WHAT TO DO »
Look in the data below for the line that contains "# point: green". Copy that line and the remaining lines exactly.
===============
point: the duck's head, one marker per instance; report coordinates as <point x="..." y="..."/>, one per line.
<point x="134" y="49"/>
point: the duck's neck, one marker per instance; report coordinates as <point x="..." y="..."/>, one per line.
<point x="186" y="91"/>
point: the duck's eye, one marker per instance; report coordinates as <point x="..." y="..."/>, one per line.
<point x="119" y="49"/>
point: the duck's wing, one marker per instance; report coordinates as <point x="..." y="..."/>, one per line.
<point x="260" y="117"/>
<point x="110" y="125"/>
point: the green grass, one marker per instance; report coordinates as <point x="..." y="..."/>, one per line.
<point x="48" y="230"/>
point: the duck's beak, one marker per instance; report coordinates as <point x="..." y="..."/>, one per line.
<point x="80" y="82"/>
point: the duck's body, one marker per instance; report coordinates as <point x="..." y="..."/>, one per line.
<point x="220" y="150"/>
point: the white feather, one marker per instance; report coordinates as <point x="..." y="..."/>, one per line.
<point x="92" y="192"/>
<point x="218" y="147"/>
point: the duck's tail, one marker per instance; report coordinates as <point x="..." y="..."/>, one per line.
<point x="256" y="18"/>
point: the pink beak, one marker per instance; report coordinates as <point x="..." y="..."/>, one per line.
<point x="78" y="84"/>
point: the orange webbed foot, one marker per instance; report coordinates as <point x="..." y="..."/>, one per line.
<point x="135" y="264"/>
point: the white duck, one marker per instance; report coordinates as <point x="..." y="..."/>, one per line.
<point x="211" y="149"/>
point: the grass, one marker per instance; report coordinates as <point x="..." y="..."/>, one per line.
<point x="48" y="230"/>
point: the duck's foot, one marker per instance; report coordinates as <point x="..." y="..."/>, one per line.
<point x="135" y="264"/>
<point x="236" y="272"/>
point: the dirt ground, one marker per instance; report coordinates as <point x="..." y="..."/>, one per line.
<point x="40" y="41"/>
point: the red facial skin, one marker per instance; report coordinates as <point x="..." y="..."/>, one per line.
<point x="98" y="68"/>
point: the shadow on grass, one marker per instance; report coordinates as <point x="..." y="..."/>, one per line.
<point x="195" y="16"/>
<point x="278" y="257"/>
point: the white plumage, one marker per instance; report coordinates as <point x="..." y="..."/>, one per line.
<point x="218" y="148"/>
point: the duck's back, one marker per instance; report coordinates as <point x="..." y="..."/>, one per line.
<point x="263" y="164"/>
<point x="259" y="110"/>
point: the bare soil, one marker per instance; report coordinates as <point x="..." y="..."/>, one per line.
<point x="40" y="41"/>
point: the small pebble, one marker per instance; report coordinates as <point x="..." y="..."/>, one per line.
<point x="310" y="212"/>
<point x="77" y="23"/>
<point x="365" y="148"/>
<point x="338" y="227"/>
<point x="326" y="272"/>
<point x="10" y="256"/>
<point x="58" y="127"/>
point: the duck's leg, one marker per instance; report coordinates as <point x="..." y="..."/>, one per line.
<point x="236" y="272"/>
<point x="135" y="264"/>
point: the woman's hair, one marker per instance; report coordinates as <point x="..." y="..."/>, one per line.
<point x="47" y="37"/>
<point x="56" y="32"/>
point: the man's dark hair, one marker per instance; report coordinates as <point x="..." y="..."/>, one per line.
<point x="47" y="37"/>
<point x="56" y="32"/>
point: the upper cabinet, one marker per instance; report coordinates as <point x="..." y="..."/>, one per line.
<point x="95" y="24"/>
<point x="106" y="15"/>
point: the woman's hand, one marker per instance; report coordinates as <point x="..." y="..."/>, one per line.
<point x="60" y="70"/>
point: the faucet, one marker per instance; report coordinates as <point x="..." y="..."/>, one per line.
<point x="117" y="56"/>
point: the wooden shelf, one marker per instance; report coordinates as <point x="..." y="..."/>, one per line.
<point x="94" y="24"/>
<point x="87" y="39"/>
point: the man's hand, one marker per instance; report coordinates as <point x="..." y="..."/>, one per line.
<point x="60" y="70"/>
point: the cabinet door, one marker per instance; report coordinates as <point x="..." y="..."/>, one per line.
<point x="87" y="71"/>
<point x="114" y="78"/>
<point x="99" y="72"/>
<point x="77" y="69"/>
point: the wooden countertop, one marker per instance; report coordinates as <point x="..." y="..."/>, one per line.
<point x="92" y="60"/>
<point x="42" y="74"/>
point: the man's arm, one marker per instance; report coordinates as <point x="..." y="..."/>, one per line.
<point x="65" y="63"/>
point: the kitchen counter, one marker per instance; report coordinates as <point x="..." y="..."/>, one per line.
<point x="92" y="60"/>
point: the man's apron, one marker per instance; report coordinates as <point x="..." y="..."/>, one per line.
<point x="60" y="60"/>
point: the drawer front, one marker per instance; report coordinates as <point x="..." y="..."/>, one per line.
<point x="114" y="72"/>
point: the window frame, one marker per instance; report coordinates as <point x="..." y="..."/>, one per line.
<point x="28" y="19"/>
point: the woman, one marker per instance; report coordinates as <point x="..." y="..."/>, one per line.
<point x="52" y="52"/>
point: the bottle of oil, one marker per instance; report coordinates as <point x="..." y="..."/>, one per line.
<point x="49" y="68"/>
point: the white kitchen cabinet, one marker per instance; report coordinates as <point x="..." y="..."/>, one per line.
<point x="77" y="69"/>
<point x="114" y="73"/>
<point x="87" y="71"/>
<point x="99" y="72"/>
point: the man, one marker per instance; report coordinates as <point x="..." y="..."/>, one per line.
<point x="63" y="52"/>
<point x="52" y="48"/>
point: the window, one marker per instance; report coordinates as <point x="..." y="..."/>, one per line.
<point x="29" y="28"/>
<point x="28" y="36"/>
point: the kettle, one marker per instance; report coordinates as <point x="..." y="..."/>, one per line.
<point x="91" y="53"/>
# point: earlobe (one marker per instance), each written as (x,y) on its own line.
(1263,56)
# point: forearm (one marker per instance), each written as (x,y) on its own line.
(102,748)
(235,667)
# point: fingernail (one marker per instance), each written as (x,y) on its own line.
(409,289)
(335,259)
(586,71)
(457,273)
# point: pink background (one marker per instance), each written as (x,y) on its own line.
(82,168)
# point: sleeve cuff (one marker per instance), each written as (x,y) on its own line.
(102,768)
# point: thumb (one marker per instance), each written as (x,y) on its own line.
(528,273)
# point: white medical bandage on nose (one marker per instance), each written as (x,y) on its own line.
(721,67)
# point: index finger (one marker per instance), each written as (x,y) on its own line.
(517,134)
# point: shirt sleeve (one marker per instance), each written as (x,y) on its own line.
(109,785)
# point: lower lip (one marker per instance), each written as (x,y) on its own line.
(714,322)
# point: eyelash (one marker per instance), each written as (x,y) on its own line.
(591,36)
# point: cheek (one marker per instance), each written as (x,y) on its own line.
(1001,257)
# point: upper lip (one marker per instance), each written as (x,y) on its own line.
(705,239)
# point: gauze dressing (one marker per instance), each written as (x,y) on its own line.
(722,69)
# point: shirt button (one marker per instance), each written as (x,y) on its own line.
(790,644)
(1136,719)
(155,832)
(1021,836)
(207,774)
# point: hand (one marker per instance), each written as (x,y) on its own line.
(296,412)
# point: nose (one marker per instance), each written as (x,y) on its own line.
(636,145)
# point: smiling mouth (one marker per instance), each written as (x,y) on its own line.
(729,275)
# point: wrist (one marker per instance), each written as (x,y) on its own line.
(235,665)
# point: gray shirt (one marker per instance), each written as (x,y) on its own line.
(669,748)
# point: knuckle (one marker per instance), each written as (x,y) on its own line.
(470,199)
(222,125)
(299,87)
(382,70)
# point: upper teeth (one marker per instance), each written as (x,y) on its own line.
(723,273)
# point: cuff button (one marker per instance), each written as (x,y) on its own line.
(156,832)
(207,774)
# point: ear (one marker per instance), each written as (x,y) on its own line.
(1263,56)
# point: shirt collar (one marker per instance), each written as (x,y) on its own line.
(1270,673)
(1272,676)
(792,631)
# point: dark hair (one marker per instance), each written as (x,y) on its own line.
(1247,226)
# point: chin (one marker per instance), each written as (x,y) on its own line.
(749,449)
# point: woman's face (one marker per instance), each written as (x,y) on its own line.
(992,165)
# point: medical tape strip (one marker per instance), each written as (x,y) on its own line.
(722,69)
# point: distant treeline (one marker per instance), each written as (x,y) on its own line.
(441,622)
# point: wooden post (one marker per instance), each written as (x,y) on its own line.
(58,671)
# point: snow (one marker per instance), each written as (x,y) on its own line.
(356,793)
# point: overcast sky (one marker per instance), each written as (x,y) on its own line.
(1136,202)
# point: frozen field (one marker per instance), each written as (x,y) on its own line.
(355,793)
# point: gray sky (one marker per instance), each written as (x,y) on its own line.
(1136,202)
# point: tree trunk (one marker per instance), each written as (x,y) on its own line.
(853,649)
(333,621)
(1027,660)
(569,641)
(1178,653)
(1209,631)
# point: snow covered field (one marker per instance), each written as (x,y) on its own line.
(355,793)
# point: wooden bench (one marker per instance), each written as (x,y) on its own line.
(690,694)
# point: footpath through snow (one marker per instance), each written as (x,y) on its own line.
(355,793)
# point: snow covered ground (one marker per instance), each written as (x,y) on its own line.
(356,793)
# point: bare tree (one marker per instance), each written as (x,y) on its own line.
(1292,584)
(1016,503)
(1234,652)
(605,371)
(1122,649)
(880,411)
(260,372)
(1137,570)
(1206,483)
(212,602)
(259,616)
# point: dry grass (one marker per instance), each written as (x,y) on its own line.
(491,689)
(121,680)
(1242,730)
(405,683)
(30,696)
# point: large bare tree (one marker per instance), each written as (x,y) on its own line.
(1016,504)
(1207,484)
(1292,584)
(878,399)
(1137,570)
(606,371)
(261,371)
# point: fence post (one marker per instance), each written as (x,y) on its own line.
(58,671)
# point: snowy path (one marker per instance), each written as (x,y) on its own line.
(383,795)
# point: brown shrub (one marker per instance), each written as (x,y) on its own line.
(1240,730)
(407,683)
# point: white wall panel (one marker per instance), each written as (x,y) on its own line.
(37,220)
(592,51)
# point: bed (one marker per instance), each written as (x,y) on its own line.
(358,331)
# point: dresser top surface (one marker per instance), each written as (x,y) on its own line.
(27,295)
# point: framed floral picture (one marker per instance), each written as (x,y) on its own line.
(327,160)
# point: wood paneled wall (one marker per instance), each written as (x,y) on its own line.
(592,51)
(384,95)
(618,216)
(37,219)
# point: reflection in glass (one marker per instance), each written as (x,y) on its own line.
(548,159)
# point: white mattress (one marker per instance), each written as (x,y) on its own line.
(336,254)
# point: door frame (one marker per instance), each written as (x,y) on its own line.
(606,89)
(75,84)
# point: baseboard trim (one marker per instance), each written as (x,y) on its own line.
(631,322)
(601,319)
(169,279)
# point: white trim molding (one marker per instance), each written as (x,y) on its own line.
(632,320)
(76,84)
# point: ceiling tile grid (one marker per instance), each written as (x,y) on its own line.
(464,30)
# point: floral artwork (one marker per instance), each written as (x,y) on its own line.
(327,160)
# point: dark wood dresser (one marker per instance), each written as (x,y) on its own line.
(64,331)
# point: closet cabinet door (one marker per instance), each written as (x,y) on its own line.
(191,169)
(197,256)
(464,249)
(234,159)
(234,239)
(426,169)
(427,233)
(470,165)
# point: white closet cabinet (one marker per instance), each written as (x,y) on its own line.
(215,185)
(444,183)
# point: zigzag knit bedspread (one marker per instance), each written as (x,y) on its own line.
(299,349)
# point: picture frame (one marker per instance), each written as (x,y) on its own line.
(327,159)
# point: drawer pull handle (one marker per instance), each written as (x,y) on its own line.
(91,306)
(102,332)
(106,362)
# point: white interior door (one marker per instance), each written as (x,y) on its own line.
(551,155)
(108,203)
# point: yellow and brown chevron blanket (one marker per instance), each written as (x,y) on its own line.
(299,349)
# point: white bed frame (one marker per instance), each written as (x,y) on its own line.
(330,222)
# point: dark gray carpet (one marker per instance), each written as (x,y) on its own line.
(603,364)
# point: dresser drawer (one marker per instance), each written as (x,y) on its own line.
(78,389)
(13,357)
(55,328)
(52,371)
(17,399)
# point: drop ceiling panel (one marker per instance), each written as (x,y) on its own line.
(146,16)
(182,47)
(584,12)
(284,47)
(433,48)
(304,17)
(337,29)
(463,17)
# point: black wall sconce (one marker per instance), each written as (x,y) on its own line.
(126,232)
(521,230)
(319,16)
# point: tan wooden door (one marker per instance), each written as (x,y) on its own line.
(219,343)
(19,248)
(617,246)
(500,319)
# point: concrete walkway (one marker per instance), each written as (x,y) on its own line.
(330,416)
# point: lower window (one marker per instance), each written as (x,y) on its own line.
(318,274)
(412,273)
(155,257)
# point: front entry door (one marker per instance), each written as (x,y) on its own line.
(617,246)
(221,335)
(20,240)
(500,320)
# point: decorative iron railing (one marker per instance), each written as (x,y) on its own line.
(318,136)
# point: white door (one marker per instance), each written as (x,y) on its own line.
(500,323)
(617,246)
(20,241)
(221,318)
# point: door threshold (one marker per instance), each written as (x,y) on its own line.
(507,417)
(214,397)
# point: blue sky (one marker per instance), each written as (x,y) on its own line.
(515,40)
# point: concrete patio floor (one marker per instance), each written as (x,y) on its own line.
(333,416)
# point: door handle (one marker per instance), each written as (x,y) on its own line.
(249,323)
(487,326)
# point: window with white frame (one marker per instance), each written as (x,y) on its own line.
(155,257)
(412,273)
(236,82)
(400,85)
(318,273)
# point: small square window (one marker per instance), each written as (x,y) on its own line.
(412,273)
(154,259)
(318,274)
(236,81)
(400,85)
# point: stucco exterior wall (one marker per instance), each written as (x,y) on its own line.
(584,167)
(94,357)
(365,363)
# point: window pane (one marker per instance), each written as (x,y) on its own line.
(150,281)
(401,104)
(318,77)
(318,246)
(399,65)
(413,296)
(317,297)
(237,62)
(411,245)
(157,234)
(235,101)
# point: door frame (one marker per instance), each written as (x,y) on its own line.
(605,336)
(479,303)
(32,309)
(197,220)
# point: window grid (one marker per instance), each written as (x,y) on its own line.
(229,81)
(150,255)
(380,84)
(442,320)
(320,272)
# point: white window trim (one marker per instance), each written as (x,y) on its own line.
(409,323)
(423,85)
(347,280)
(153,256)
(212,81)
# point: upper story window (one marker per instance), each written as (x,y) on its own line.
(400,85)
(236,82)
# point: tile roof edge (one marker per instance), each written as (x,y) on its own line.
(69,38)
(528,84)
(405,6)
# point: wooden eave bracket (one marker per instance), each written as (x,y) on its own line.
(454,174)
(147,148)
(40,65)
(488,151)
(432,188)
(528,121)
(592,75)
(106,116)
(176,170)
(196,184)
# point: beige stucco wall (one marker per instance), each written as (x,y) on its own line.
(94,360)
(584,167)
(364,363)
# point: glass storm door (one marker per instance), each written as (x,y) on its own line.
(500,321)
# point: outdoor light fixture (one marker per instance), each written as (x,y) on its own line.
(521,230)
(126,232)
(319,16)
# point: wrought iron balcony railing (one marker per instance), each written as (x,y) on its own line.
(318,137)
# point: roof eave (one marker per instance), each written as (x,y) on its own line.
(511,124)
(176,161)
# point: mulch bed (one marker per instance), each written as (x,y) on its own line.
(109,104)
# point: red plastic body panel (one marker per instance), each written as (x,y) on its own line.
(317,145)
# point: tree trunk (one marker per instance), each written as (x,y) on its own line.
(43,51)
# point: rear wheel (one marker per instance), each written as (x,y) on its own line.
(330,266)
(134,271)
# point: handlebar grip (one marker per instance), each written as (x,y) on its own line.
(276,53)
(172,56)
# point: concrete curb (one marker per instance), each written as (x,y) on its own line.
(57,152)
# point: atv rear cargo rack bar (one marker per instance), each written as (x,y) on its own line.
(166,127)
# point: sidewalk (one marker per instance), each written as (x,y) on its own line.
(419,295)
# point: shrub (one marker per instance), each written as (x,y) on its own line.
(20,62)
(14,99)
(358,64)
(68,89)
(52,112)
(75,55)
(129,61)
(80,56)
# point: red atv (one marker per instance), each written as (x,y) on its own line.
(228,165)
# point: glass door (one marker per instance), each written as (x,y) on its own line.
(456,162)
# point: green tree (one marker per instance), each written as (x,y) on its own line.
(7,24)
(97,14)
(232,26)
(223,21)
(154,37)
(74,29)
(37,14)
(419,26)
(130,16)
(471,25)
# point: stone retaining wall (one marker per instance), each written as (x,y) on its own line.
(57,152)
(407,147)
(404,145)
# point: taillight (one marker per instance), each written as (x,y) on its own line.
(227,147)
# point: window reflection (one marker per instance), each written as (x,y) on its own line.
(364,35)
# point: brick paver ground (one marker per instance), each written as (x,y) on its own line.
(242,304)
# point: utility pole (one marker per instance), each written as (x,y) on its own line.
===============
RESULT FOR THIS EXERCISE »
# point: green tree (one marker per instance), each written as (x,y) on its own line.
(7,24)
(97,14)
(232,26)
(223,21)
(154,37)
(74,29)
(37,14)
(419,26)
(130,16)
(471,25)
# point: stone retaining wall (one marker per instance), each written as (x,y) on its own line.
(57,152)
(407,147)
(404,145)
# point: taillight (one marker per instance), each written as (x,y) on its own line.
(227,147)
# point: window reflection (one marker per instance), each written as (x,y) on its own line.
(364,35)
# point: brick paver ground (one marker per instance), each written as (x,y) on its own line.
(242,304)
# point: utility pole (one marker per instance), each written as (x,y) on its own line.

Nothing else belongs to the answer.